> _Entries_:
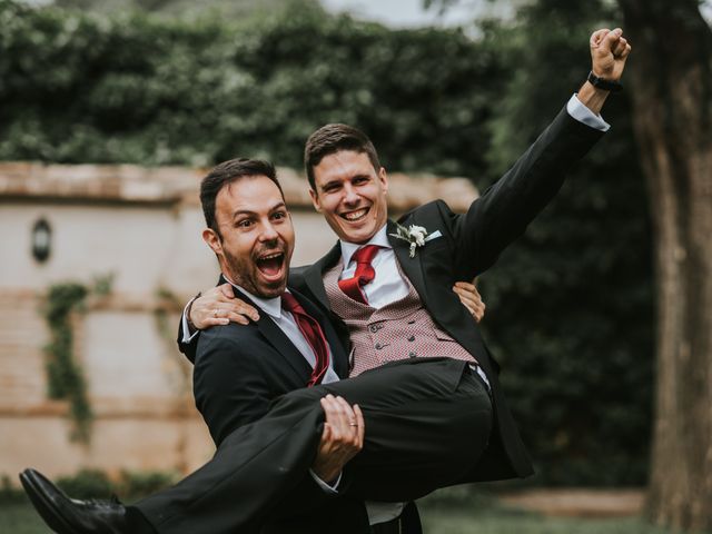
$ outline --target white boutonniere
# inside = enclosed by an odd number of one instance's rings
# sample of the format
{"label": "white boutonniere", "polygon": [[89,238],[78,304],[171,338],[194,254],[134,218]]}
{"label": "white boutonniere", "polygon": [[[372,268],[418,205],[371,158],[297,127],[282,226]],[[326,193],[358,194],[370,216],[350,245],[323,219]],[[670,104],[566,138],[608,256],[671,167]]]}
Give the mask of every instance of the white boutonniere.
{"label": "white boutonniere", "polygon": [[436,230],[433,234],[428,234],[427,230],[422,226],[411,225],[407,228],[403,225],[396,222],[398,231],[396,234],[390,234],[396,239],[403,239],[404,241],[411,244],[411,253],[409,256],[415,258],[415,250],[419,247],[424,247],[427,241],[431,239],[435,239],[436,237],[441,237],[441,230]]}

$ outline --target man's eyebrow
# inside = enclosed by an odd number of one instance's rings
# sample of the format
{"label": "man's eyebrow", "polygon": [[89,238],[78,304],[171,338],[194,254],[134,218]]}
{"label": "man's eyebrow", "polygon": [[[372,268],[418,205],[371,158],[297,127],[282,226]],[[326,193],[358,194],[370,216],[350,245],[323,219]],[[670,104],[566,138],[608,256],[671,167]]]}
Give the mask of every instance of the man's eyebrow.
{"label": "man's eyebrow", "polygon": [[[275,204],[271,208],[269,208],[269,212],[276,211],[278,209],[286,209],[287,205],[284,201]],[[251,209],[237,208],[233,211],[233,218],[239,217],[240,215],[255,216],[257,211],[253,211]]]}
{"label": "man's eyebrow", "polygon": [[[349,176],[348,180],[356,180],[358,178],[370,178],[370,175],[364,174],[364,172],[358,172],[356,175]],[[329,187],[330,185],[338,185],[340,184],[343,180],[340,178],[334,178],[333,180],[327,181],[326,184],[324,184],[322,186],[322,189],[326,189],[327,187]]]}

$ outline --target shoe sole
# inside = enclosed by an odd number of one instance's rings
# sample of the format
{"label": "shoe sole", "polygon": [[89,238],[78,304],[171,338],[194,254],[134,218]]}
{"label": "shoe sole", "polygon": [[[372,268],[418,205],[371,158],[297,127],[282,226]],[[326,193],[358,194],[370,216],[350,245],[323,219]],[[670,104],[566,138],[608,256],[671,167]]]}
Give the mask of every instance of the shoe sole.
{"label": "shoe sole", "polygon": [[80,534],[75,531],[69,523],[67,523],[55,504],[44,498],[44,495],[27,472],[20,473],[20,483],[22,484],[22,487],[24,487],[24,493],[30,497],[30,502],[34,506],[34,510],[40,514],[40,517],[44,520],[44,523],[47,523],[47,526],[57,534]]}

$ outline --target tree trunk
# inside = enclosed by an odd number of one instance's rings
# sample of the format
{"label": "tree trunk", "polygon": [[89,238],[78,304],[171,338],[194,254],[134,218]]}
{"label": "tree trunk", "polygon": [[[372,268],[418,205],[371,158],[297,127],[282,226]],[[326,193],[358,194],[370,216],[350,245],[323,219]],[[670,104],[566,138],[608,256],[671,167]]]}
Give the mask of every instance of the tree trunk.
{"label": "tree trunk", "polygon": [[712,31],[696,0],[619,0],[650,188],[657,394],[647,511],[712,528]]}

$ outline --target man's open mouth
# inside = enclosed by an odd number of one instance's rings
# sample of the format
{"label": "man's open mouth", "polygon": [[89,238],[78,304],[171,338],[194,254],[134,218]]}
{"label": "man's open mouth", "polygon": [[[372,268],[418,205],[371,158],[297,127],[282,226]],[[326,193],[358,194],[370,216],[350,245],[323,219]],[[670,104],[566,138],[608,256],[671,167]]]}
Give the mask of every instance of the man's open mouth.
{"label": "man's open mouth", "polygon": [[277,278],[281,274],[285,263],[284,253],[270,253],[259,256],[256,260],[257,268],[267,278]]}
{"label": "man's open mouth", "polygon": [[349,222],[355,222],[366,217],[366,215],[368,215],[368,211],[370,211],[370,207],[356,209],[354,211],[347,211],[345,214],[342,214],[342,218],[348,220]]}

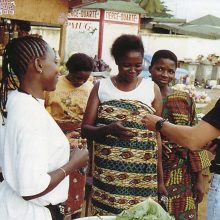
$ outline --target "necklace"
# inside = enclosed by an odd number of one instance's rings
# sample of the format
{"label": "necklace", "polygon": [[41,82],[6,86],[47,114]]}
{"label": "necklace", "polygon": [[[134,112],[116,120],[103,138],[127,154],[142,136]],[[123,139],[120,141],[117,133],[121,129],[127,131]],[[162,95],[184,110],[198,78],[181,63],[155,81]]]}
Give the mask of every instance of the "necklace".
{"label": "necklace", "polygon": [[[118,88],[118,83],[117,83],[116,77],[113,77],[112,79],[113,79],[113,82],[114,82],[116,88]],[[138,87],[138,85],[139,85],[139,80],[137,78],[137,82],[136,82],[134,89],[136,89]]]}
{"label": "necklace", "polygon": [[[18,92],[21,92],[21,93],[25,93],[27,95],[31,95],[30,93],[26,92],[25,90],[21,89],[21,88],[18,88]],[[38,99],[36,97],[34,97],[33,95],[31,95],[36,101],[38,101]]]}

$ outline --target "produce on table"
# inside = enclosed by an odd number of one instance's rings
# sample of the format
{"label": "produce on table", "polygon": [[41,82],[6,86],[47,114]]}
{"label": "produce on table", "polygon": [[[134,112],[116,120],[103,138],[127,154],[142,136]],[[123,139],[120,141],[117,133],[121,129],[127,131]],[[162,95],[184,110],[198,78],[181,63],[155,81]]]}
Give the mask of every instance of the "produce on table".
{"label": "produce on table", "polygon": [[172,89],[184,91],[189,93],[189,95],[195,100],[196,103],[208,103],[211,101],[211,98],[204,91],[197,91],[194,85],[184,85],[176,84]]}
{"label": "produce on table", "polygon": [[116,220],[175,220],[150,197],[116,216]]}

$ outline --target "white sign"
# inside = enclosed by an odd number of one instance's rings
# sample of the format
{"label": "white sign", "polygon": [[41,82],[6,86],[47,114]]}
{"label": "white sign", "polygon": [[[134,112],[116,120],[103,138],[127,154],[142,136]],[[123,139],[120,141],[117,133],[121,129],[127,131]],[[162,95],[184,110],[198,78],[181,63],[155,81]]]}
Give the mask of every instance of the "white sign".
{"label": "white sign", "polygon": [[15,1],[0,0],[0,15],[13,15],[15,10]]}
{"label": "white sign", "polygon": [[105,21],[139,24],[139,14],[118,11],[105,11]]}
{"label": "white sign", "polygon": [[73,9],[68,14],[68,19],[80,18],[80,19],[100,19],[100,10],[98,9]]}

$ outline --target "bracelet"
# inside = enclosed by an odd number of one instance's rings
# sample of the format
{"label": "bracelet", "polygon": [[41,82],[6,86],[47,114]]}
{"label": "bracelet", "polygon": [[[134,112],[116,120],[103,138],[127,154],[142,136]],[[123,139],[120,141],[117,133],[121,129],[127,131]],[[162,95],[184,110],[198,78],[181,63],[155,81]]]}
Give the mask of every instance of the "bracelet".
{"label": "bracelet", "polygon": [[63,171],[63,173],[64,173],[64,178],[66,178],[66,170],[64,170],[62,167],[60,167],[58,170],[62,170]]}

> _Written problem_: Make an exact copy of the records above, with the pictures left out.

> _Answer to the exercise_:
$ outline --target white boutonniere
# inside = enclosed by an odd number of one instance's rings
# sample of the format
{"label": "white boutonniere", "polygon": [[89,238],[78,304],[171,338],[194,254],[134,218]]}
{"label": "white boutonniere", "polygon": [[[372,268],[418,205],[371,158],[297,127],[282,226]],[[326,193],[358,194],[370,216],[350,245],[323,219]],[[670,104],[566,138],[608,256],[671,167]]]}
Give the mask of every instance of the white boutonniere.
{"label": "white boutonniere", "polygon": [[436,230],[433,234],[428,234],[427,230],[422,226],[411,225],[407,228],[403,225],[396,222],[398,231],[396,234],[390,234],[396,239],[403,239],[404,241],[411,244],[411,253],[409,256],[415,258],[415,250],[419,247],[424,247],[427,241],[431,239],[435,239],[436,237],[441,237],[441,230]]}

$ outline --target man's eyebrow
# inside = enclosed by an odd number of one instance's rings
# sample of the format
{"label": "man's eyebrow", "polygon": [[89,238],[78,304],[171,338],[194,254],[134,218]]}
{"label": "man's eyebrow", "polygon": [[[372,268],[418,205],[371,158],[297,127],[282,226]],[[326,193],[358,194],[370,216],[350,245],[323,219]],[[670,104],[566,138],[608,256],[671,167]]]}
Give the mask of every instance of the man's eyebrow.
{"label": "man's eyebrow", "polygon": [[[275,204],[271,208],[269,208],[269,212],[276,211],[278,209],[286,209],[287,205],[284,201]],[[251,209],[237,208],[233,211],[233,218],[239,217],[240,215],[255,216],[257,211],[253,211]]]}
{"label": "man's eyebrow", "polygon": [[[349,176],[348,180],[356,180],[358,178],[370,178],[370,175],[364,174],[364,172],[358,172],[356,175]],[[329,187],[330,185],[338,185],[340,184],[343,180],[340,178],[334,178],[333,180],[327,181],[326,184],[324,184],[322,186],[322,189],[326,189],[327,187]]]}

$ outline --target shoe sole
# inside = enclosed by an odd number of one instance's rings
# sample of the format
{"label": "shoe sole", "polygon": [[89,238],[78,304],[171,338],[194,254],[134,218]]}
{"label": "shoe sole", "polygon": [[[372,268],[418,205],[371,158],[297,127],[282,226]],[[326,193],[358,194],[370,216],[350,245],[323,219]],[[670,104],[566,138],[608,256],[671,167]]]}
Give the mask of every instance of the shoe sole.
{"label": "shoe sole", "polygon": [[80,534],[75,531],[69,523],[67,523],[55,504],[44,498],[44,495],[27,472],[20,473],[20,483],[22,484],[22,487],[24,487],[24,493],[30,497],[30,502],[34,506],[34,510],[40,514],[40,517],[44,520],[44,523],[47,523],[47,526],[57,534]]}

$ outline --target tree trunk
# inside = enclosed by an odd number of one instance's rings
# sample of the format
{"label": "tree trunk", "polygon": [[89,238],[78,304],[171,338],[194,254],[134,218]]}
{"label": "tree trunk", "polygon": [[[372,268],[418,205],[371,158],[297,127],[282,226]],[[326,193],[358,194],[370,216],[350,245],[323,219]],[[670,104],[566,138],[608,256],[671,167]]]}
Give the mask of every instance of the tree trunk.
{"label": "tree trunk", "polygon": [[712,31],[696,0],[619,0],[650,188],[657,394],[647,511],[712,528]]}

$ outline --target man's open mouth
# inside = enclosed by an odd number of one instance's rings
# sample of the format
{"label": "man's open mouth", "polygon": [[89,238],[78,304],[171,338],[194,254],[134,218]]}
{"label": "man's open mouth", "polygon": [[[372,268],[418,205],[371,158],[297,127],[282,226]],[[326,193],[358,194],[370,216],[350,245],[323,219]],[[670,104],[566,138],[608,256],[671,167]]]}
Give the mask of every instance of the man's open mouth.
{"label": "man's open mouth", "polygon": [[277,278],[281,274],[285,263],[284,253],[270,253],[259,256],[256,260],[257,268],[267,278]]}
{"label": "man's open mouth", "polygon": [[349,222],[355,222],[366,217],[366,215],[368,215],[368,211],[370,211],[370,207],[356,209],[354,211],[347,211],[345,214],[342,214],[342,218],[348,220]]}

$ outline --target "necklace"
# inside = enclosed by an odd number of one instance's rings
# sample of the format
{"label": "necklace", "polygon": [[41,82],[6,86],[47,114]]}
{"label": "necklace", "polygon": [[[134,112],[116,120],[103,138],[127,154],[142,136]],[[123,139],[120,141],[117,133],[121,129],[127,131]],[[162,95],[184,110],[198,78],[181,63],[155,81]]]}
Give the mask of every instance of the "necklace".
{"label": "necklace", "polygon": [[[118,88],[118,83],[117,83],[116,77],[113,77],[112,79],[113,79],[113,82],[114,82],[116,88]],[[138,87],[138,85],[139,85],[139,80],[137,78],[137,82],[136,82],[134,89],[136,89]]]}
{"label": "necklace", "polygon": [[[18,92],[21,92],[21,93],[25,93],[27,95],[31,95],[30,93],[26,92],[25,90],[21,89],[21,88],[18,88]],[[38,99],[36,97],[34,97],[33,95],[31,95],[36,101],[38,101]]]}

$ outline --target "produce on table"
# inside = enclosed by an odd number of one instance's rings
# sample of the format
{"label": "produce on table", "polygon": [[41,82],[6,86],[47,114]]}
{"label": "produce on table", "polygon": [[[134,112],[116,120],[103,138],[127,154],[142,136]],[[123,139],[120,141],[117,133],[121,129],[127,131]],[[162,95],[184,110],[198,78],[181,63],[155,81]]]}
Give the mask of every instance of the "produce on table".
{"label": "produce on table", "polygon": [[172,89],[184,91],[189,93],[189,95],[195,100],[196,103],[208,103],[211,101],[211,98],[204,91],[197,91],[194,85],[184,85],[176,84]]}
{"label": "produce on table", "polygon": [[116,220],[175,220],[150,197],[116,216]]}

$ outline --target "white sign"
# inside = enclosed by an odd number of one instance's rings
# sample of the format
{"label": "white sign", "polygon": [[41,82],[6,86],[47,114]]}
{"label": "white sign", "polygon": [[[134,112],[116,120],[103,138],[127,154],[142,136]],[[123,139],[120,141],[117,133],[121,129],[127,131]],[[162,95],[184,110],[198,78],[181,63],[155,81]]]}
Give the mask of every instance of the "white sign".
{"label": "white sign", "polygon": [[15,1],[0,0],[0,15],[13,15],[15,10]]}
{"label": "white sign", "polygon": [[105,21],[139,24],[139,14],[118,11],[105,11]]}
{"label": "white sign", "polygon": [[73,9],[68,14],[68,19],[80,18],[80,19],[100,19],[100,10],[98,9]]}

$ outline --target "bracelet"
# inside = enclosed by an odd number of one instance's rings
# sample of the format
{"label": "bracelet", "polygon": [[41,82],[6,86],[47,114]]}
{"label": "bracelet", "polygon": [[[134,112],[116,120],[103,138],[127,154],[142,136]],[[123,139],[120,141],[117,133],[121,129],[127,131]],[[162,95],[184,110],[198,78],[181,63],[155,81]]]}
Give the mask of every instance of the "bracelet".
{"label": "bracelet", "polygon": [[63,171],[63,173],[64,173],[64,178],[66,178],[66,170],[64,170],[62,167],[60,167],[58,170],[62,170]]}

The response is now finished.